• _Short exercise_: Pull out every line of the material below and reproduce each one without any change.

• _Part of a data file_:
---------------

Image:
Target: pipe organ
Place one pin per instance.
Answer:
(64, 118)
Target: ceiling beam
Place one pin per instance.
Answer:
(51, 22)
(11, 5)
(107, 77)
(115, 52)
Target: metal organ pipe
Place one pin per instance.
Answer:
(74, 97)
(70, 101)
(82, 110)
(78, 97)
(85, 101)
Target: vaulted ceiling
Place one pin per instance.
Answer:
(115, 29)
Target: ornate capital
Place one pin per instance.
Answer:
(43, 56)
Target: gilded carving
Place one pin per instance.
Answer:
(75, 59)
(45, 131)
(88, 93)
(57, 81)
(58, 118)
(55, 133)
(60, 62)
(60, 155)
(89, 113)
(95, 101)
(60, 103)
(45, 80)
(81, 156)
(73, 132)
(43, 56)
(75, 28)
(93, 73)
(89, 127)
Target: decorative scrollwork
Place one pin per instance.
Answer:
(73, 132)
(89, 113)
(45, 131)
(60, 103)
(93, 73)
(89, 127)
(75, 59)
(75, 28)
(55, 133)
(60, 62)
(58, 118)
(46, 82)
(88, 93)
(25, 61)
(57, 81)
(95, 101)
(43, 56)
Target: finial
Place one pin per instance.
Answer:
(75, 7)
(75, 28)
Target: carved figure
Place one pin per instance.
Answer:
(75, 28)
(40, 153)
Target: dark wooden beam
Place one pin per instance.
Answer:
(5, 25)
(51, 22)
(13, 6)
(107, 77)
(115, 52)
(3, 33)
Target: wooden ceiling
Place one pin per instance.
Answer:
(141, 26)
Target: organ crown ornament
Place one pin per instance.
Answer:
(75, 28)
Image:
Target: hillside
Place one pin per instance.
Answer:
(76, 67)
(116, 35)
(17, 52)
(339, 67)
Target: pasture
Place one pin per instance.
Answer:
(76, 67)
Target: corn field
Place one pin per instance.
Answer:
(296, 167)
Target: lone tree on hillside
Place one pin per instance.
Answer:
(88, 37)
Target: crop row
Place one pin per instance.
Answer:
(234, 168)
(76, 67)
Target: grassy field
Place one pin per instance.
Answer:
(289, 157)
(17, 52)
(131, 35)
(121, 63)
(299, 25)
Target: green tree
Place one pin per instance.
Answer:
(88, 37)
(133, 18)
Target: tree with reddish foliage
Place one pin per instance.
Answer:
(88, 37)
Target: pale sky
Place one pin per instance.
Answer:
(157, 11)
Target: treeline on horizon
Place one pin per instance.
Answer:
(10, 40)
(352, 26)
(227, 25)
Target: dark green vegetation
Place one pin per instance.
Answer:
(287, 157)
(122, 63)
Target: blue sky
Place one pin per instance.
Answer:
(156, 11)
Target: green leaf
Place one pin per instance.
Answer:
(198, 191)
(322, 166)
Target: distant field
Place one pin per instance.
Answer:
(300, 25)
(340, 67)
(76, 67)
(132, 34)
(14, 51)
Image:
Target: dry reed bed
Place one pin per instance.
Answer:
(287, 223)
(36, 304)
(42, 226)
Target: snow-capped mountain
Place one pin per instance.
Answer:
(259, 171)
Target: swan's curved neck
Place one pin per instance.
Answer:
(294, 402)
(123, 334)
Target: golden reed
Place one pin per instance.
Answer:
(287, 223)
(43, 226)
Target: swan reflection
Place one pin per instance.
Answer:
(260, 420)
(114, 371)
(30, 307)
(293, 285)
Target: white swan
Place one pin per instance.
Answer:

---------------

• _Solution to this exercise_:
Image:
Target: pipe organ
Place one pin per instance.
Answer:
(64, 118)
Target: ceiling beam
Place one pin per instance.
Answer:
(51, 22)
(11, 5)
(107, 77)
(115, 52)
Target: metal organ pipe
Place one pin per instance.
Answer:
(74, 97)
(70, 101)
(82, 110)
(78, 97)
(85, 101)
Target: vaulted ceiling
Place one pin per instance.
Answer:
(115, 29)
Target: ornate capital
Place one pin per instance.
Answer:
(43, 56)
Target: gilded carving
Place one pin per instance.
Answer:
(75, 59)
(45, 131)
(88, 93)
(57, 81)
(58, 118)
(55, 133)
(60, 62)
(60, 155)
(89, 113)
(95, 101)
(60, 103)
(45, 80)
(81, 156)
(73, 132)
(43, 56)
(75, 28)
(93, 73)
(89, 127)
Target: decorative scrollwork
Place one pin per instance.
Answer:
(73, 132)
(89, 113)
(45, 131)
(60, 103)
(93, 73)
(89, 127)
(75, 59)
(75, 28)
(55, 133)
(60, 62)
(58, 118)
(46, 82)
(88, 93)
(25, 61)
(57, 81)
(95, 101)
(43, 56)
Target: finial
Place one pin per instance.
Answer:
(75, 7)
(75, 28)
Target: carved figure
Place one pin per instance.
Answer:
(75, 28)
(40, 153)
Target: dark wooden beam
Place one pin per instance.
Answer:
(5, 25)
(51, 22)
(13, 6)
(107, 77)
(115, 52)
(3, 33)
Target: wooden ceiling
Place one pin per instance.
Answer:
(141, 26)
Target: organ crown ornament
Place one pin per instance.
Answer:
(75, 28)
Image:
Target: hillside
Place one pin per instance.
Answer:
(76, 67)
(116, 35)
(17, 52)
(339, 67)
Target: pasture
Place one pin per instance.
Answer:
(76, 67)
Target: corn field
Place one pin per instance.
Answer:
(296, 167)
Target: lone tree on hillside
Place one pin per instance.
Answer:
(88, 37)
Target: crop row
Place one pin per instance.
Answer:
(234, 168)
(76, 67)
Target: grassy field
Place one pin per instance.
Answer:
(289, 157)
(17, 52)
(131, 35)
(121, 63)
(299, 25)
Target: green tree
Place one pin per instance.
Answer:
(88, 37)
(133, 18)
Target: tree with reddish foliage
Place one pin per instance.
Answer:
(88, 37)
Target: pale sky
Place one pin per instance.
Answer:
(157, 11)
Target: treeline on horizon
Place one pin per instance.
Answer:
(10, 40)
(352, 26)
(227, 25)
Target: dark green vegetation
Place one pin per instance.
Answer:
(287, 157)
(122, 63)
Target: blue sky
Place one pin per instance.
Answer:
(156, 11)
Target: green leaf
Place one pin per instance.
Answer:
(198, 191)
(322, 166)
Target: distant field
Place one pin per instance.
Answer:
(300, 25)
(340, 67)
(76, 67)
(132, 34)
(14, 51)
Image:
Target: dry reed bed
Place one pin per instance.
Answer:
(287, 223)
(36, 304)
(42, 226)
Target: snow-capped mountain
Place one pin per instance.
Answer:
(259, 171)
Target: swan's curved neck
Place one pin per instance.
Answer:
(294, 402)
(123, 334)
Target: golden reed
Place one pin per instance.
Answer:
(287, 223)
(43, 226)
Target: swan reflection
Place one pin per instance.
Answer:
(260, 420)
(114, 371)
(30, 307)
(293, 285)
Target: white swan
Place one pin per instance.
Answer:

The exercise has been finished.